__KUTIPAN TEKS__
────────────────────

Pendidikan

“Helm Mirip Galon, Tapi Bangga!”

ist

HARI masih muda, tapi semangat 36 anak muda Musi Banyuasin udah mendidih kayak minyak di kilang. Mereka datang jauh-jauh dari Muba, bukan buat jalan-jalan, apalagi cari jodoh. Mereka datang buat ngelas masa depan di PPSDM Migas Cepu.

Sore itu halaman asrama rame. Ada yang sibuk nenteng koper, ada yang sibuk nyari colokan, ada juga yang sibuk nyari sinyal biar bisa upload story.  “Bismillah, jadi orang migas dulu, gengs”.

Helm pelatihan mereka kinclong, tapi bentuknya… yah, kalau dari jauh, mirip galon Aqua 19 liter.
Ujang, peserta paling rame, nyeletuk.

Weh.…, ini helm atau dispenser portable, Bang?”

Beni di sebelahnya ngakak, “Diamlah, Jang. Biar mirip galon, yang penting isinya semangat, bukan air bening!”.

Upacara pembukaan berlangsung khidmat (walau beberapa masih ngantuk habis perjalanan panjang). Di depan berdiri Herryandi Sinulingga, AP, Kepala Disnakertrans Muba. Dengan gaya berwibawa tapi senyum hangat, ia berkata lantang

“Anak-anakku, pelatihan ini gratis, dibayar dari duit rakyat Muba. Jadi jangan kalian main-main. Yang kalian bawa bukan cuma nama diri, tapi nama daerah, nama keluarga, dan – “

Belum sempat lanjut, dari belakang terdengar suara pelan tapi jelas. “Nama mantan gak usah, Pak?”

────────────────────

__DAFTAR TERSEDIA__
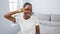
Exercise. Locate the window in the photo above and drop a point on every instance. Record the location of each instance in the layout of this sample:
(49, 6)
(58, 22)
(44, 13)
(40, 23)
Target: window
(13, 5)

────────────────────

__DAFTAR TUGAS__
- 1) Berapa jumlah anak muda Musi Banyuasin yang disebut dalam teks tentang pelatihan di PPSDM Migas Cepu?
- 2) Tuliskan lanjutan teks tentang pelatihan anak muda Musi Banyuasin, dimulai sesudah kalimat terakhirnya.

__DAFTAR JAWABAN__
- 1) 36 anak muda.

- 2)
Seluruh ruangan langsung meledak tawa.
Herryandi cuma geleng kepala sambil senyum,

“Itu kalau bisa, ditinggal di Muba aja, Nak, jangan dibawa ke Cepu, nanti ganggu fokus”.

Suasana jadi cair, tapi pesan tetap nyampe, jadi pahlawan buat diri sendiri dan keluarga.

Peserta dibagi dua jurusan, Operator Angkat Angkut & Ikat Beban dan Operator Lantai Perawatan Sumur

Ujang dapet jurusan pertama. Begitu denger “ikat beban”, dia langsung panik,

Lah, ini jurusan latihan jadi tukang ngiket drum?”

Instruktur senyum tipis “Tenang, Nak… yang kamu ikat itu bukan drum, tapi masa depanmu”.

Sementara Beni masuk jurusan perawatan sumur. Hari pertama, instruktur nanya. “Siapa yang tahu cara merawat sumur?”

Beni angkat tangan pede. “Saya, Pak! Di kampung sering nyiram sumur biar gak kering”.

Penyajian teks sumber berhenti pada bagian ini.